-- begin Supplied material --
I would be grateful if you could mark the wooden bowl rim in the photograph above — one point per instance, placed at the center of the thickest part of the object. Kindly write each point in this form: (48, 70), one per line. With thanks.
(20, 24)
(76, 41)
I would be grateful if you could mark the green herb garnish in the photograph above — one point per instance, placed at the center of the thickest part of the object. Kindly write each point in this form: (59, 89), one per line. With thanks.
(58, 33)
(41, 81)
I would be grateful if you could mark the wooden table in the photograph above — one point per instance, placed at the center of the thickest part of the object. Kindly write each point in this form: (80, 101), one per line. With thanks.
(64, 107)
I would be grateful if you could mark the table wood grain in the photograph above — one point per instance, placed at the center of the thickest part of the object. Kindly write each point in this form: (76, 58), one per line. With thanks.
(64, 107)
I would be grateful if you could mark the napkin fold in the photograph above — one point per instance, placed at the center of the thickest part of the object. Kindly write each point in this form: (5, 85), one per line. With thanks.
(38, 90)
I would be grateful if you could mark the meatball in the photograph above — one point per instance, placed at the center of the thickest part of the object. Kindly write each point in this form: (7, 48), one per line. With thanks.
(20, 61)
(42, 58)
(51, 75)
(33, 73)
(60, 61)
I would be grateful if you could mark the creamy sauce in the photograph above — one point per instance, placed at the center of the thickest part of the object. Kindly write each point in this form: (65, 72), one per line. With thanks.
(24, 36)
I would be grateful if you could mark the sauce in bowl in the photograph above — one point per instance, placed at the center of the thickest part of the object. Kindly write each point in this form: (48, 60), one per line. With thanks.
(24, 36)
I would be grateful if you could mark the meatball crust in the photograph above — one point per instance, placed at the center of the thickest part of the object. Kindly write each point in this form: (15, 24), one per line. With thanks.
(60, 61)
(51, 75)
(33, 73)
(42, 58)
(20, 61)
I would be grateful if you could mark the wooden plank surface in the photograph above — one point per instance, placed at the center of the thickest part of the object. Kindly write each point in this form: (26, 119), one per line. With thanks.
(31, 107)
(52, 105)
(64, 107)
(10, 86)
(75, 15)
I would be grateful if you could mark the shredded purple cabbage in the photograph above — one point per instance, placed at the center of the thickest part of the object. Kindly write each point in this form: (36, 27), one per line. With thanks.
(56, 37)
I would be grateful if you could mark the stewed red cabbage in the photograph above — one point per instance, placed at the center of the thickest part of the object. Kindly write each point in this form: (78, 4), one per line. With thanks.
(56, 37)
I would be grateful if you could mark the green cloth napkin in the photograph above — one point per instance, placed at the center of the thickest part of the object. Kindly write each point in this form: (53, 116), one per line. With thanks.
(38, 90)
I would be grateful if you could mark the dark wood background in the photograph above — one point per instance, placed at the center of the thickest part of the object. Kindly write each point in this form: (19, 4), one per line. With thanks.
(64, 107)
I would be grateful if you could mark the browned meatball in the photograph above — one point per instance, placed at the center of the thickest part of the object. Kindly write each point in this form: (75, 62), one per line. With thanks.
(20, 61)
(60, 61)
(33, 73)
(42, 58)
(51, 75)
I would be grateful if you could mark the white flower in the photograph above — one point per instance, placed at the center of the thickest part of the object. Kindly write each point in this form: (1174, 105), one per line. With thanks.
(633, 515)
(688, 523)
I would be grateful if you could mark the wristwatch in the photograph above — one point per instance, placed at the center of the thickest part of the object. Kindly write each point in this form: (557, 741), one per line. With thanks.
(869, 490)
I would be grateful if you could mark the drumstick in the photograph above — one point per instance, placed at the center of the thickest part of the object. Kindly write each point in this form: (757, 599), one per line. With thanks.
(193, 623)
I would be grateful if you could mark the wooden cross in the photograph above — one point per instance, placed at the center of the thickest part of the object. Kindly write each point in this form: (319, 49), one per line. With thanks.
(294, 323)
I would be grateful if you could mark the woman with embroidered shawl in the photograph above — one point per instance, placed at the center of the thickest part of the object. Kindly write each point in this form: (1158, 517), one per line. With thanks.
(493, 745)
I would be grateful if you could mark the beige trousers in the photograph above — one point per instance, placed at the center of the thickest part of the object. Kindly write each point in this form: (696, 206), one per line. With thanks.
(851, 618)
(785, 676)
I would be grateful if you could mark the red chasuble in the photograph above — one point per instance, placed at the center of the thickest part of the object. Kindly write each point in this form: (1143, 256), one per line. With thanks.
-- end Supplied material --
### [Given request]
Please restate the records in full, word for word.

### [Task result]
I would be grateful if you could mark the wooden bowl rim in the photograph above — one point per instance, placed at the center of the thickest part of the object. Kindly write each point in this form: (48, 70), one per line. With thanks.
(20, 24)
(76, 41)
I would be grateful if you could mark the green herb garnish in the photograph above — one point per instance, placed at the center of the thickest part of the object. Kindly write each point in this form: (59, 89), one per line. With thanks.
(58, 33)
(41, 81)
I would be grateful if you could mark the wooden table in the photograph above — one point per instance, placed at the center of the thickest part of the object. Kindly write each point in this form: (80, 101), one per line. With thanks.
(64, 107)
I would be grateful if you could mark the table wood grain in the photograph above — one point per instance, placed at the center of the thickest part of the object. Kindly write each point in this form: (76, 58), one per line. With thanks.
(64, 107)
I would be grateful if you could mark the napkin fold in the photograph above — one point per instance, placed at the center of the thickest part of the object. Kindly write each point in this form: (5, 85), one per line. With thanks.
(38, 90)
I would be grateful if you could mark the meatball in the photograph above — one point per instance, placed at the center of the thickest part of the object. Kindly write each point in this form: (7, 48), one per line. With thanks.
(20, 61)
(42, 58)
(51, 75)
(33, 73)
(60, 61)
I would be grateful if you could mark the creamy sauce in the photograph above — one point per instance, placed at the center of the thickest part of the object. Kindly write each point in this form: (65, 72), one per line. With thanks.
(24, 36)
I would be grateful if you could mark the sauce in bowl in the photograph above — one point per instance, placed at the center of the thickest part of the object. Kindly write each point in this form: (48, 60), one per line. With thanks.
(24, 36)
I would be grateful if you could mark the meatball crust in the photograph above — one point per instance, placed at the center of the thickest part of the object. Kindly write each point in this form: (15, 24), one per line. With thanks.
(60, 61)
(51, 75)
(33, 73)
(42, 58)
(20, 61)
I would be grateful if you could mark the wooden plank surface in the photograph above — one point per instance, placed at the center of the thickest part of the object. Kindly write each point in this form: (26, 119), one per line. With thanks.
(31, 107)
(52, 105)
(64, 107)
(10, 86)
(75, 15)
I would be grateful if you could mark the shredded purple cabbage in the photograph above — one point per instance, placed at the center of the thickest part of the object. Kindly write each point in this form: (36, 27), one per line. With thanks.
(56, 37)
I would be grateful if you could mark the stewed red cabbage in the photograph above — one point per instance, placed at the center of the thickest part of the object. Kindly write each point in this form: (78, 4), one per line. With thanks.
(56, 37)
I would be grateful if you could mark the green cloth napkin in the photograph above — one point per instance, placed at the center of the thickest part of the object. Kindly write each point in this form: (53, 116), one per line. With thanks.
(38, 90)
I would be grateful if you could mark the dark wood background in the photograph above — one point per instance, placed at the center of the thickest part of the object. Kindly write each point in this form: (19, 4), one per line. With thanks.
(64, 107)
I would be grateful if you could mark the browned meatball in the photograph above — one point per instance, placed at the center of the thickest part of the object. Kindly write each point in this form: (75, 62), one per line. With thanks.
(20, 61)
(60, 61)
(33, 73)
(42, 58)
(51, 75)
I would be grateful if you could mark the white flower in the photograph above — one point per instance, placed at the center of the thickest part of the object. Kindly write each point in this form: (1174, 105), one per line. With thanks.
(633, 515)
(688, 523)
I would be grateful if you could mark the wristwatch in the photograph above — one point per instance, placed at the center of the thickest part of the object. Kindly write each point in this form: (557, 741), one per line. With thanks.
(869, 490)
I would be grateful if you could mark the drumstick in the photograph above — one point per instance, placed at the center of the thickest part of the object. Kindly write each point in this form: (757, 599), one per line. With thanks.
(193, 623)
I would be grateful if you could mark the wooden cross in the photograph above — one point per instance, placed at the center of the thickest part of the object. Kindly write each point in this form: (319, 49), one per line. With thanks.
(294, 323)
I would be grateful if you could mark the woman with embroidered shawl in the photograph above — one point per instance, placed at the center of the thickest part of the object. Kindly write each point in this form: (1158, 517), one per line. With thanks.
(493, 745)
I would be grateful if you could mark the beige trousers in the photograph above — one point per instance, placed at the center of the thickest part of the object. Kindly write each point in this form: (696, 206), one per line. With thanks.
(851, 618)
(785, 676)
I would be grateful if you could mark the red chasuble in the photograph above — one point per instance, placed at the center of the thickest part of the object. Kindly write each point in this form: (1143, 256), one per line. With thanks.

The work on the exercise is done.